*Materials provided*.
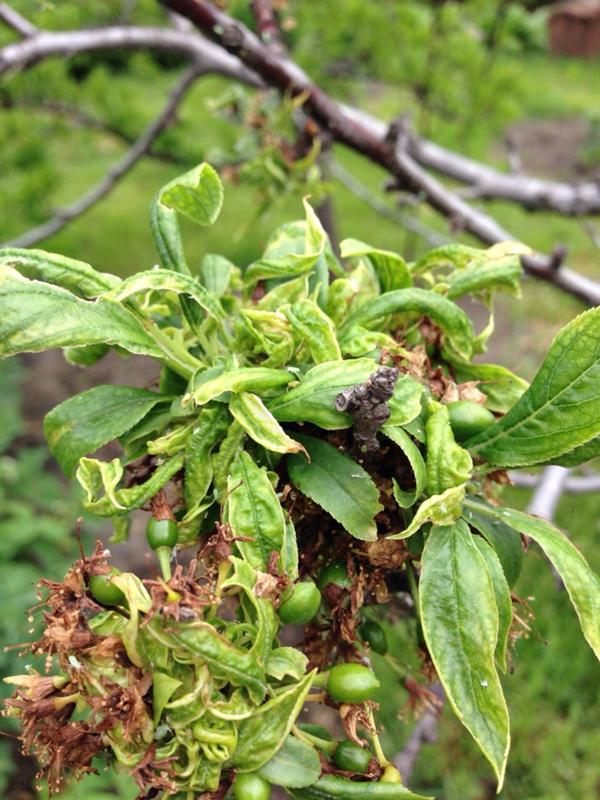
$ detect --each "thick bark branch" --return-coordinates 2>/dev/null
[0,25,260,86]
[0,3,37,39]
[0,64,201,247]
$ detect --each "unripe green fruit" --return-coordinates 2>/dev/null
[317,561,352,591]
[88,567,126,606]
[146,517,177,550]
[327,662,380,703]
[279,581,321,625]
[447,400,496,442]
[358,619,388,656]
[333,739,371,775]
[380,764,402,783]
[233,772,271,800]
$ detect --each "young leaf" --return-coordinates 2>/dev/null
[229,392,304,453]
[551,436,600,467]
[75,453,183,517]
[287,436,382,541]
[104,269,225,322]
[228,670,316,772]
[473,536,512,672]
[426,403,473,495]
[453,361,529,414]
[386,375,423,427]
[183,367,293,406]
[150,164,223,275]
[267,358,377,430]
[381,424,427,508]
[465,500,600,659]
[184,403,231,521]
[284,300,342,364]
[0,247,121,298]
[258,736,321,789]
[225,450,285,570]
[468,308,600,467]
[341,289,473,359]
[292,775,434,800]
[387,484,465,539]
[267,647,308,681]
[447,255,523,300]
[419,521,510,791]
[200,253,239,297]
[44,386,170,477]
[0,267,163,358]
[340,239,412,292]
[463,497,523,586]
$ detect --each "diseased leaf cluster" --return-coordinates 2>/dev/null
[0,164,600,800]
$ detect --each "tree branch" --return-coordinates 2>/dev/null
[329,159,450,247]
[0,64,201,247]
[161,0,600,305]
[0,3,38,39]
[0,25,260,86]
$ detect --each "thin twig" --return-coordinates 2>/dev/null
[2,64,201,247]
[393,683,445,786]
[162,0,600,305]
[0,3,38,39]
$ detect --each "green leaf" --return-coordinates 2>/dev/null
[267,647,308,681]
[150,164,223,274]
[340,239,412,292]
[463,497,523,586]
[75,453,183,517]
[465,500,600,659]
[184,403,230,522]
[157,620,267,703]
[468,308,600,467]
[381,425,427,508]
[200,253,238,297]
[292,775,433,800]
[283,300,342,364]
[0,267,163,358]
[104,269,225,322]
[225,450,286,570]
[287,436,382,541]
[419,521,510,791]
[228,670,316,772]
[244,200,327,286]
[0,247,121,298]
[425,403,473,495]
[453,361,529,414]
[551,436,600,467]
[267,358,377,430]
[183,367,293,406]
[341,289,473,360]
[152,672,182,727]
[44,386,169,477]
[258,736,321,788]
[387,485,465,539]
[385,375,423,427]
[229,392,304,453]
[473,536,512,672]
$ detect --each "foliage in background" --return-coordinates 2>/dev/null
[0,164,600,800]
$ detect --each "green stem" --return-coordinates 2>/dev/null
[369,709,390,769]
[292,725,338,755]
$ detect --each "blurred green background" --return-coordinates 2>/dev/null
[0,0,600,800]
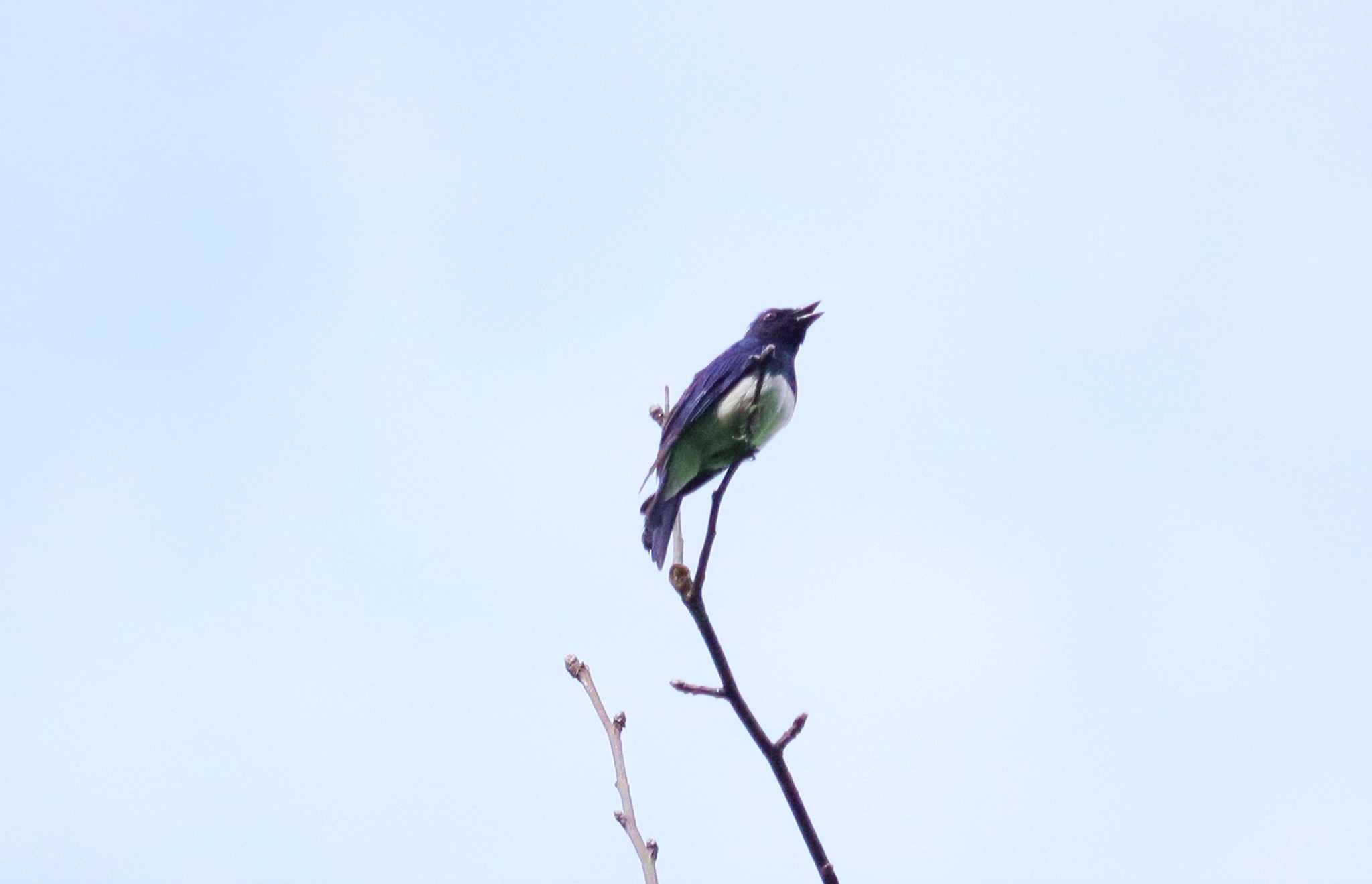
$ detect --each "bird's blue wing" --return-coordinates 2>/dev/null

*Exercise*. Pull out each line of the items above that contains the string "branch", treating uppercase and lowercase letters as different.

*Response for this exercise*.
$ detect --each "thick bark branch" --return-coordinates 2>/dev/null
$ detect --each "tree branch" --return-coordinates 2>/dev/null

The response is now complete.